• ZITIERTER TEXT:
+---+

Care-Arbeit und Familie: Ich bin Hausfrau. Na und?
Versorgungsarbeit in der Familie kann glücklich machen. Aber dann muss sie politisch auch wie Arbeit behandelt werden.
Was arbeitest du eigentlich?“ Es war immer etwas lästig, diese Frage zu beantworten, es war ja eigentlich eine andere gemeint: „Womit verdienst du Geld?“
Je nach Tagesform habe ich geantwortet: „Gar nichts“, „Ich sitze den ganzen Tag auf dem Sofa, schlürfe Cocktails und blättere in Hochglanzmagazinen“ oder: „Ich bin Hauswirtschafterin und arbeite in meiner Familie“.
Richtig verletzt haben mich diese Fragen nicht, war es doch nach einer Ausbildung zur Hauswirtschafterin und einem Studium der Ökotrophologie eine bewusste Entscheidung, nachdem zwei Kinder zur Familie gehörten, diese auch in Vollzeit zu versorgen. Die meisten fanden das „toll“. Nur wenige bemerkten, dass wir uns das dann ja bestimmt auch leisten könnten. Ich kenne allerdings nicht viele Familien, die es genauso machen.
12 Jahre lang hat dieses alte Modell vom allein verdienenden Ernährer und der Hausfrau daheim für uns gut funktioniert. Zum einen bin ich sehr gerne Hauswirtschafterin, versorgen macht mir einfach Freude; zum anderen gibt die in Ausbildung und Studium erlangte Professionalität Zufriedenheit beim Tun.

+---+

• SCHRIFTLICHE AUFGABE 1: Formatiere die Einträge zur Ortsbestimmung als CSV mit den Spalten „aufgabe“ und „antwort“. Pro Eintrag eine Zeile mit seinem Text und seiner Antwort, jedes Feld in Anführungszeichen und Zeilenumbrüche durch Leerzeichen ersetzt.
• SCHRIFTLICHE AUFGABE 2: Kannst du den Text über die Arbeit als Hausfrau in der Familie nach seinem letzten Satz weiterschreiben?
Der Text und die Einträge sind voneinander unabhängiges Material.

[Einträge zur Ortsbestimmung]
+---+

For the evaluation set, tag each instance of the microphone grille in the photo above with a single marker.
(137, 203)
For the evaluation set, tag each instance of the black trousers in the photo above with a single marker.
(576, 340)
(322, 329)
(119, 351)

+---+

• RICHTIGE ANTWORT 1:
aufgabe,antwort
"For the evaluation set, tag each instance of the microphone grille in the photo above with a single marker.","(137, 203)"
"For the evaluation set, tag each instance of the black trousers in the photo above with a single marker.","(576, 340) (322, 329) (119, 351)"

• RICHTIGE ANTWORT 2:
Die Risiken von Altersarmut und Scheidung sind uns dabei sehr wohl bewusst gewesen und ließen sich und lassen sich privat absichern. Eine teilweise Berufstätigkeit dagegen erschien uns wegen des hohen Aufwands finanziell nicht lohnend.
Die Entlohnung
Rechnet man ehrlich die bei einer stundenweisen Erwerbstätigkeit vergleichsweise erhöhten Kosten für Betreuung, Lebenshaltung und Mobilität gegen das zusätzlich gewonnene Einkommen auf, bleiben meist nur ein paar Hundert Euro übrig. Der Preis dafür, den die Familie mit einem Leben „knapp auf Kante genäht“ gezahlt hätte, erschien uns zu hoch.
Die Wege in die Institutionen der Kinder und zum eigenen Arbeitsplatz sind zeitaufwendig, die Öffnungszeiten nicht immer hilfreich. Nahrungszubereitung muss eigentlich immer schnell gehen, ständig fehlt etwas im Kühlschrank und im übrigen Vorrat. Andauernd muss abgesprochen und ausgehandelt werden, wer wann die Kinder „übernimmt“. In unserem Bekanntenkreis ist es keine Seltenheit, dass die Großeltern jede Woche für zweieinhalb Tage an den Wohnort der Kinder reisen, um diesen die Versorgung der Enkelkinder abzunehmen.
Das alles kann funktionieren, wenn die Familie sehr gut organisiert ist und die Abläufe gut strukturiert sind. Es wird dagegen jedes Mal zur Belastungsprobe, wenn die Kinder krank sind, der Partner nicht belastbar ist oder die Maschinen, die uns grobe Arbeit abnehmen, kaputt gehen. Auch sechs Wochen Sommerferien können eine echte Zumutung sein.
In den Ohren einer aufstockenden, alleinerziehenden Mutter oder einer Familie knapp über der Hartz-IV-Bemessungsgrenze muss unsere Rechnung als junge Familie wie Hohn klingen. Warum wird die Versorgung einer Familie in unserer Gesellschaft nicht anständig entlohnt?
Zurück in den erlernten Beruf?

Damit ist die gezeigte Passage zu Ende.